AG127 When measuring effectiveness, the entity distinguishes revisions to the estimated repricing dates of existing assets (or liabilities) from the origination of new assets (or liabilities), with only the former giving rise to ineffectiveness. All revisions to estimated repricing dates (other than those excluded in accordance with paragraph AG121), including any reallocation of existing items between time periods, are included when revising the estimated amount in a time period in accordance with paragraph AG126(b)(ii) and hence when measuring effectiveness. Once ineffectiveness has been recognised as set out above, the entity establishes a new estimate of the total assets (or liabilities) in each repricing time period, including new assets (or liabilities) that have been originated since it last tested effectiveness, and designates a new amount as the hedged item and a new percentage as the hedged percentage. The procedures set out in paragraph AG126(b) are then repeated at the next date it tests effectiveness.

AG128 Items that were originally scheduled into a repricing time period may be derecognised because of earlier than expected prepayment or write-offs caused by impairment or sale. When this occurs, the amount of change in fair value included in the separate line item referred to in paragraph AG114(g) that relates to the derecognised item shall be removed from the statement of financial position, and included in the gain or loss that arises on derecognition of the item. For this purpose, it is necessary to know the repricing time period(s) into which the derecognised item was scheduled, because this determines the repricing time period(s) from which to remove it and hence the amount to remove from the separate line item referred to in paragraph AG114(g). When an item is derecognised, if it can be determined in which time period it was included, it is removed from that time period. If not, it is removed from the earliest time period if the derecognition resulted from higher than expected prepayments, or allocated to all time periods containing the derecognised item on a systematic and rational basis if the item was sold or became impaired.

AG129 In addition, any amount relating to a particular time period that has not been derecognised when the time period expires is recognised in profit or loss at that time (see paragraph 89A). For example, assume an entity schedules items into three repricing time periods. At the previous redesignation, the change in fair value reported in the single line item in the statement of financial position was an asset of CU25. That amount represents amounts attributable to periods 1, 2 and 3 of CU7, CU8 and CU10, respectively. At the next redesignation, the assets attributable to period 1 have been either realised or rescheduled into other periods. Therefore, CU7 is derecognised from the statement of financial position and recognised in profit or loss. CU8 and CU10 are now attributable to periods 1 and 2, respectively. These remaining periods are then adjusted, as necessary, for changes in fair value as described in paragraph AG114(g).

▶ _Information provided_
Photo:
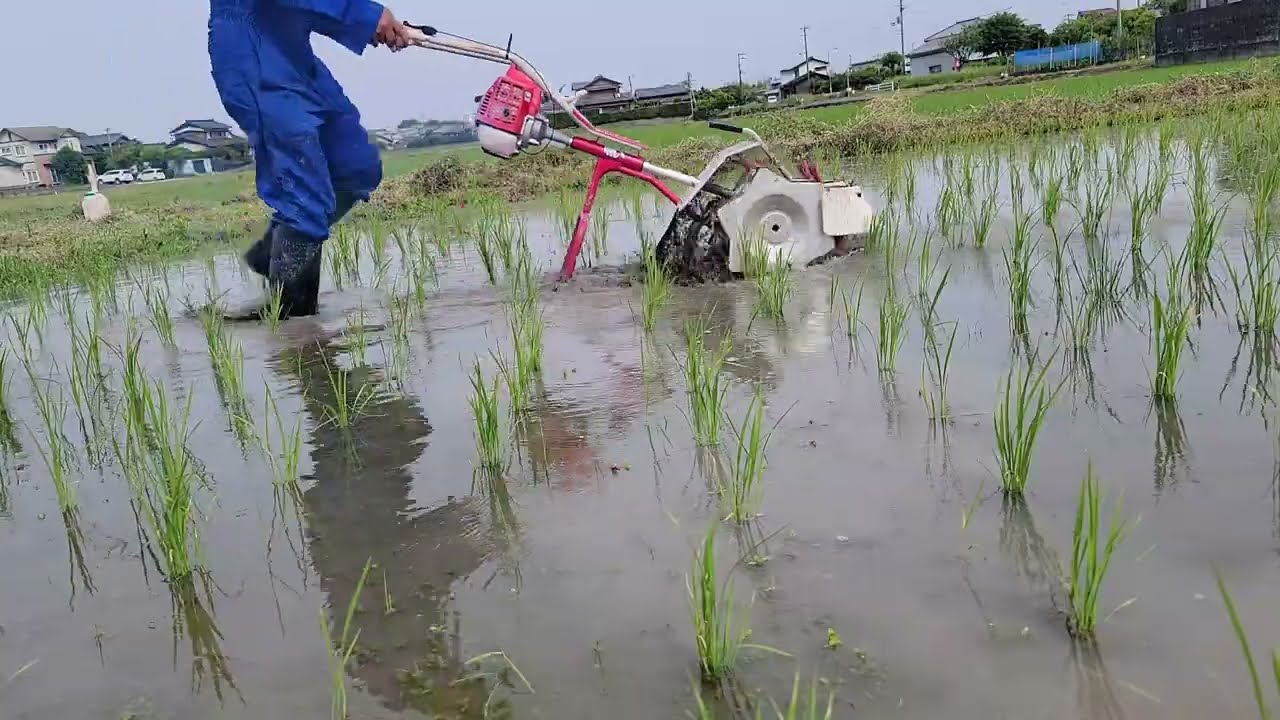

▶ _Complete the following_
1. In the hedge accounting text's example, what amount is derecognised from the statement of financial position and recognised in profit or loss at the next redesignation?
2. According to the hedge accounting text, why must the entity know which repricing time period or periods a derecognised item was scheduled into?

▶ _Problem solutions_
1. CU7, the amount attributable to period 1.

2. Those periods determine which period or periods the item is removed from. That in turn sets the amount to remove from the separate line item referred to in paragraph AG114(g).